* _Consigne_: Reprenez la lettre de Susie Morgenstern à ses petits-enfants et écrivez-en la suite à partir de sa dernière phrase.

"Mes chéris, savez-vous combien je vous aime ?" Susie Morgenster
Susie Morgenstern est née dans le New Jersey, aux Etats
Unis. Elle vit et travaille à Nice, où elle écrit des livres pour la
jeunesse. Dans cette lettre adressée à ses petits-enfants, elle parle de
procrastination, d'écriture et de solidarité.
Chers Yona, Noam, Emma et Sacha,
Vous le savez déjà : je ne suis pas une fée du ménage. Je suis disciplinée pour certaines choses et pas pour d’autres. Mais, je voudrais profiter de cette période de confinement à Nice pour faire le grand nettoyage de printemps sachant que je ne suis pas douée.

* _Matériel_:
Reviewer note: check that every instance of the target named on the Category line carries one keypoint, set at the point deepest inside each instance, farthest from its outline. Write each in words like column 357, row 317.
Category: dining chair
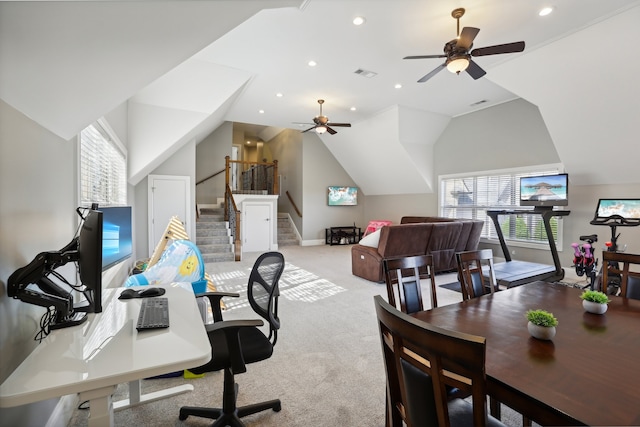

* _Réponse_:
Je vais vraiment m’appliquer. D’abord, j’écris quelques lignes pour me donner du courage et puis promis, j’y vais. Et oui, je préfère écrire une histoire que de faire le tri dans mes affaires. Me voilà prête. J’ouvre un tiroir, la boîte de Pandore, une jungle de machins et de trucs que la consommation frénétique de ma jeunesse a fait s’accumuler. Je regarde, consternée, mais je ne touche à rien ! Est-ce que j’ai vraiment besoin de quatre louches, trois couteaux à pain, six paires de ciseaux, cinq agrafeuses et des collections infinies de pacotille ?
Je ne referme pas le tiroir, mais je m’enfuis devant mon écran. Tout sauf ça. La mauvaise conscience me pousse à y retourner et à contempler la scène du crime. Je garde tout, au cas où l’un de vous en aurait besoin le jour où vous vous installerez en ménage. (Il y a une louche pour chacun d’entre vous !)
Je prépare mon déjeuner.
Le tiroir me nargue. Après la sieste, peut-être …
Au lit, je ne me permets pas plus de cinq pages de relecture de Virginia Woolf « Une chambre à soi ». Au compte gouttes pour savourer. Et comme chaque fois que je lis un chef d’œuvre, j’espère que vous le lirez aussi. Que vous lirez tout court !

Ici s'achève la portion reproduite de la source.